[Opening Available data section]

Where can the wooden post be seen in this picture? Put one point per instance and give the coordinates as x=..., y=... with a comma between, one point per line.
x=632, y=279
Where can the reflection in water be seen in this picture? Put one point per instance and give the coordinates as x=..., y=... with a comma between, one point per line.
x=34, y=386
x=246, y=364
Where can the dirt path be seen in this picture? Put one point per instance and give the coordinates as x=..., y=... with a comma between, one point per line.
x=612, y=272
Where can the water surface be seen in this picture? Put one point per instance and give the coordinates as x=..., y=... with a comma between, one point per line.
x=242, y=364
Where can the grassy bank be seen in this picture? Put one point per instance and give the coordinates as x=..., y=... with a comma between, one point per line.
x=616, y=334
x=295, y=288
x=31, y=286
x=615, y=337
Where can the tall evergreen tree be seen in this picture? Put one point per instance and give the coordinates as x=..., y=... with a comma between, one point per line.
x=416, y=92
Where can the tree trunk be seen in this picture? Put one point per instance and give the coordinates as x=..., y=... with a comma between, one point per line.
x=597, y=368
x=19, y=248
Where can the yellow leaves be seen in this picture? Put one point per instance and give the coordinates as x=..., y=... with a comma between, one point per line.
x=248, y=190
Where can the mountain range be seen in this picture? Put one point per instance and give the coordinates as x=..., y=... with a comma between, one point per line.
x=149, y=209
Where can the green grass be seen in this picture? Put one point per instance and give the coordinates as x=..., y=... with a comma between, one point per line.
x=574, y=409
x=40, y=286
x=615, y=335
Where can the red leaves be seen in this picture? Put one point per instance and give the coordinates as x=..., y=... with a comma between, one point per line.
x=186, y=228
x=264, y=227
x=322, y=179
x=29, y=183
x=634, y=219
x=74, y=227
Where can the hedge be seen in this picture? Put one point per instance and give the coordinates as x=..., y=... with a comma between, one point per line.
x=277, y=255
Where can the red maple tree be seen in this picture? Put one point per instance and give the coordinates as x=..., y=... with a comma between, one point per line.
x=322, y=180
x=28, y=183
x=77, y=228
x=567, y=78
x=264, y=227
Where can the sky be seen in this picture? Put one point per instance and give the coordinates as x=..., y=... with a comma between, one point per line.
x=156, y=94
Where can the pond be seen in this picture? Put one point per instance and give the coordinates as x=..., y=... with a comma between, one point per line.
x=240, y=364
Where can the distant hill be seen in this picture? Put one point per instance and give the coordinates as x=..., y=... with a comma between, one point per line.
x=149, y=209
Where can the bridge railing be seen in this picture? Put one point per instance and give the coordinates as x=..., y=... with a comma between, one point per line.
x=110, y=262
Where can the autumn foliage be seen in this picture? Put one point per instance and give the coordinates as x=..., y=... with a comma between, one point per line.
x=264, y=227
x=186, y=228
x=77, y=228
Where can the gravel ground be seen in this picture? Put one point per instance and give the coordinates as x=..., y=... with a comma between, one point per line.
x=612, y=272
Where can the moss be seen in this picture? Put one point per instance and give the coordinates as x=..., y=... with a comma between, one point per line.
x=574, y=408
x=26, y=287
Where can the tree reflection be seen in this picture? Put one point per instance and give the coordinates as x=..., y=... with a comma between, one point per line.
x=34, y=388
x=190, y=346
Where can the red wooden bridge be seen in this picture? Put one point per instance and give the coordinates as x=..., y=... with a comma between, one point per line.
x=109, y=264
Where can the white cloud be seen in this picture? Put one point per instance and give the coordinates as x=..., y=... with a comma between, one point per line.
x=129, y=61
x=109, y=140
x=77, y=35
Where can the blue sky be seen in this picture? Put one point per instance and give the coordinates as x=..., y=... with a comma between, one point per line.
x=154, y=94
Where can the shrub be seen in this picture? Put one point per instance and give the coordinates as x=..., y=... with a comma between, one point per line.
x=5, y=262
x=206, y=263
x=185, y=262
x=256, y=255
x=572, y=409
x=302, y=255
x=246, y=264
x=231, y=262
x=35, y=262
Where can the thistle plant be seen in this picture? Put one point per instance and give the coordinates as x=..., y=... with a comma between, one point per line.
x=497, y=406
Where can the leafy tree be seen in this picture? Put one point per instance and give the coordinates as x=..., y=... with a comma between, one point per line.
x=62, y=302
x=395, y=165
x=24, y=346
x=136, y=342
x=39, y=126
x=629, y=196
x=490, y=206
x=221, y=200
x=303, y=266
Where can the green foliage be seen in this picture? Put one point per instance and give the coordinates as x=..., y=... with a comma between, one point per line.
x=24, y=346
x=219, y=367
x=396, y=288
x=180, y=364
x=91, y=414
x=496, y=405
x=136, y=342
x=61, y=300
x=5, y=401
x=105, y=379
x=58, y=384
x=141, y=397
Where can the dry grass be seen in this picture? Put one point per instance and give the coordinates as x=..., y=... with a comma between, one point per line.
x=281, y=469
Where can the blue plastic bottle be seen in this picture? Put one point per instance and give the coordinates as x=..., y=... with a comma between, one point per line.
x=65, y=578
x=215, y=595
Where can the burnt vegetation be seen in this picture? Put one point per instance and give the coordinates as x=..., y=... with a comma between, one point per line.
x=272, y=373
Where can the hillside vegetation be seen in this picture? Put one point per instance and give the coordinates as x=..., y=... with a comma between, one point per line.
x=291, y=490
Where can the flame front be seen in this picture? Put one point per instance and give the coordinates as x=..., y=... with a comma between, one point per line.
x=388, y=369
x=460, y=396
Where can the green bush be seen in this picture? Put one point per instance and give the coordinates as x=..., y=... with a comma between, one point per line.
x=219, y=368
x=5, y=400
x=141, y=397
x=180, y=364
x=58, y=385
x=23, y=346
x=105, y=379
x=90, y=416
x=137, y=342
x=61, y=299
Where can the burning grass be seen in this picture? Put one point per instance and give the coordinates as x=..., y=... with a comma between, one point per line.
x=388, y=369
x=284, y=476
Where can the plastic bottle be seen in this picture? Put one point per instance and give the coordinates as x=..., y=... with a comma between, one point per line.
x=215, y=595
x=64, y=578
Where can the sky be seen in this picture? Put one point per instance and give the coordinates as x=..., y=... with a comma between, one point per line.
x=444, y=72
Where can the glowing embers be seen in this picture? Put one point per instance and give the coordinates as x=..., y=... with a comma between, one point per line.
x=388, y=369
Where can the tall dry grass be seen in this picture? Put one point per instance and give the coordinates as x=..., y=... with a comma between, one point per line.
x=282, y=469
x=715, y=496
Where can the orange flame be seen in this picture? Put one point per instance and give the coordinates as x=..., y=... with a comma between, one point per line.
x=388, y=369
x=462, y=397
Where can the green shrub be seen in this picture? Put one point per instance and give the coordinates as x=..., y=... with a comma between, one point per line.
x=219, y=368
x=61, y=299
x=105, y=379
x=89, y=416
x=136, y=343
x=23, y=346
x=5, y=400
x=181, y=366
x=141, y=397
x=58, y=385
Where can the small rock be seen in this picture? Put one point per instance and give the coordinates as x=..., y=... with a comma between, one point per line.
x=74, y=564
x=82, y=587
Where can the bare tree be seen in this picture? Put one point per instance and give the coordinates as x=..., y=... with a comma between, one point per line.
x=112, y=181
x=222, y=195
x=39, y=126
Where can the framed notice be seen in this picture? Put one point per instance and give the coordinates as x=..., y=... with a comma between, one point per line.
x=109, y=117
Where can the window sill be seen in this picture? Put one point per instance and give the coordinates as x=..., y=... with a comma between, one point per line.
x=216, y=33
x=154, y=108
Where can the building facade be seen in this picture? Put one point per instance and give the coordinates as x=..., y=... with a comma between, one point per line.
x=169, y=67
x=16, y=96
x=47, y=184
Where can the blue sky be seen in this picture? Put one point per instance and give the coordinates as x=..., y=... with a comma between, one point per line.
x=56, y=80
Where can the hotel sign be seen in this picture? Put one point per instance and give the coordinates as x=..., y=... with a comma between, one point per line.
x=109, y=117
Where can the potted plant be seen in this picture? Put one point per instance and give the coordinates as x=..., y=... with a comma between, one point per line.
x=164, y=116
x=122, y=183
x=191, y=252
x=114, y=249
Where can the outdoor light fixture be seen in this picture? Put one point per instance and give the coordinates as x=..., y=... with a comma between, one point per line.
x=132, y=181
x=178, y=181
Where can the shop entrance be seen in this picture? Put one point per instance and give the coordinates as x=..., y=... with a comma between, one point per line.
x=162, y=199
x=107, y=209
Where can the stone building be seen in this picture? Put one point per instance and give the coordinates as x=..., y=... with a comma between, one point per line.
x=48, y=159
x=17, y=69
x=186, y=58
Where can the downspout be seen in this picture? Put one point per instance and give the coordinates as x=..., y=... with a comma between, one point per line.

[Closing Available data section]
[Opening Available data section]

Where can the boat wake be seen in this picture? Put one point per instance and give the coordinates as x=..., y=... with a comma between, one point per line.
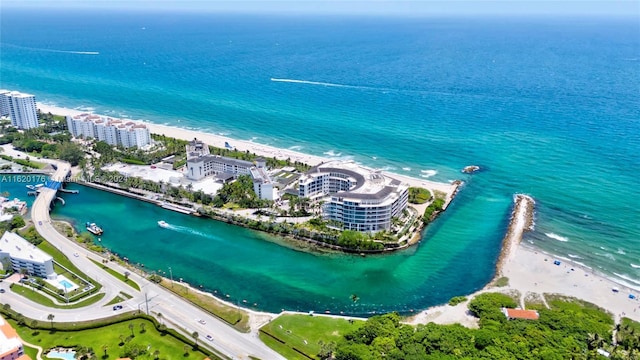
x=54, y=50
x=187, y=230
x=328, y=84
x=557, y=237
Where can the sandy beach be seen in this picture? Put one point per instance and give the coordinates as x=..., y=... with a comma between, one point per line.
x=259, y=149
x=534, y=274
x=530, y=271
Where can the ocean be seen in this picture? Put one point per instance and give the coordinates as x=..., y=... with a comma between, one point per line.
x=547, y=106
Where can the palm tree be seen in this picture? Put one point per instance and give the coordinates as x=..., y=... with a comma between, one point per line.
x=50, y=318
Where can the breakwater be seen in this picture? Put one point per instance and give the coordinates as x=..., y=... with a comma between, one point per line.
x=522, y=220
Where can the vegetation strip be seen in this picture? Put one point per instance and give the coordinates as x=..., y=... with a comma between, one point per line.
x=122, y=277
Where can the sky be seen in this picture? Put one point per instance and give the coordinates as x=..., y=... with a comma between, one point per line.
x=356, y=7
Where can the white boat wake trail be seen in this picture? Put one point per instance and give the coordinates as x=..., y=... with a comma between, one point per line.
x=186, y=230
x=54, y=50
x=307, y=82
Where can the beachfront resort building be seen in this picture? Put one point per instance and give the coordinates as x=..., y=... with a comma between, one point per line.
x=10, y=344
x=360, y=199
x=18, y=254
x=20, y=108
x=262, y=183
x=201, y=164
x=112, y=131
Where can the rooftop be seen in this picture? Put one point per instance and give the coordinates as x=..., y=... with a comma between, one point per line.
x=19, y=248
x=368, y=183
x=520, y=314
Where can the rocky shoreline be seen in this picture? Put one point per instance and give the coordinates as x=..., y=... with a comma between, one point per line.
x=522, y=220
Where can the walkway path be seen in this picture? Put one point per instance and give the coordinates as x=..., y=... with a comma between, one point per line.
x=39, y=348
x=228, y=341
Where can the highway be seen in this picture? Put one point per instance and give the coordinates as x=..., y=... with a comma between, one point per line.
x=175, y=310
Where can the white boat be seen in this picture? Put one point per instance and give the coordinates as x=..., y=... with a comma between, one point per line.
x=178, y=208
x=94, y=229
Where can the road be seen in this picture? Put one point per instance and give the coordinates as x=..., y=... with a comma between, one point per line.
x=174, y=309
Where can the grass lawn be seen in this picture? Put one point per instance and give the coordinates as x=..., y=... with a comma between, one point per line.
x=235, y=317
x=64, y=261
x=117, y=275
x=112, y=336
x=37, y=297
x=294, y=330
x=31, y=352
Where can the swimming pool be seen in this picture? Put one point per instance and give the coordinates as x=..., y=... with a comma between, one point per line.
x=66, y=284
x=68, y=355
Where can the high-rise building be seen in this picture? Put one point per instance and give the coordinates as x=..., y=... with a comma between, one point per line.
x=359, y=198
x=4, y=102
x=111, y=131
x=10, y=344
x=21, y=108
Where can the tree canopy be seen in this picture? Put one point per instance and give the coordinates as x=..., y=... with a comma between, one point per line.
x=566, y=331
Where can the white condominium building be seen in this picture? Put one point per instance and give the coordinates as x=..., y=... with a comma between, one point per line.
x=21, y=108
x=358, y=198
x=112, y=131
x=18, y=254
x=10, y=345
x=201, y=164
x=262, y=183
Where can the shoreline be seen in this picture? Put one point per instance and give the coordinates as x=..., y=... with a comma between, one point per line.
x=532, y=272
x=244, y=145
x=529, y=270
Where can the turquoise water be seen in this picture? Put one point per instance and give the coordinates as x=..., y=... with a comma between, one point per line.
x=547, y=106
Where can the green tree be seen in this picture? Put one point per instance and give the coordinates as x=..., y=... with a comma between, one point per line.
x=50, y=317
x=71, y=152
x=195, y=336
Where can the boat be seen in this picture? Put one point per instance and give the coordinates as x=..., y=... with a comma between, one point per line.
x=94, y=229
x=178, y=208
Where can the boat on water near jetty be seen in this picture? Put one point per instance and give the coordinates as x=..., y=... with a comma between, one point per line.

[Closing Available data section]

#### [Work to be completed]
From the records above, repeat exactly the lines from the one with "Where can the boat be" through the one with "Where can the boat on", both included.

#### [Written solution]
Where can the boat be seen in this picture? Put one point per instance and give the coordinates as x=..., y=... with a comma between, one point per line.
x=94, y=229
x=178, y=208
Where can the boat on water near jetty be seen in this picture? Put one point per instance and give the coordinates as x=..., y=... with a comma between, one point per line.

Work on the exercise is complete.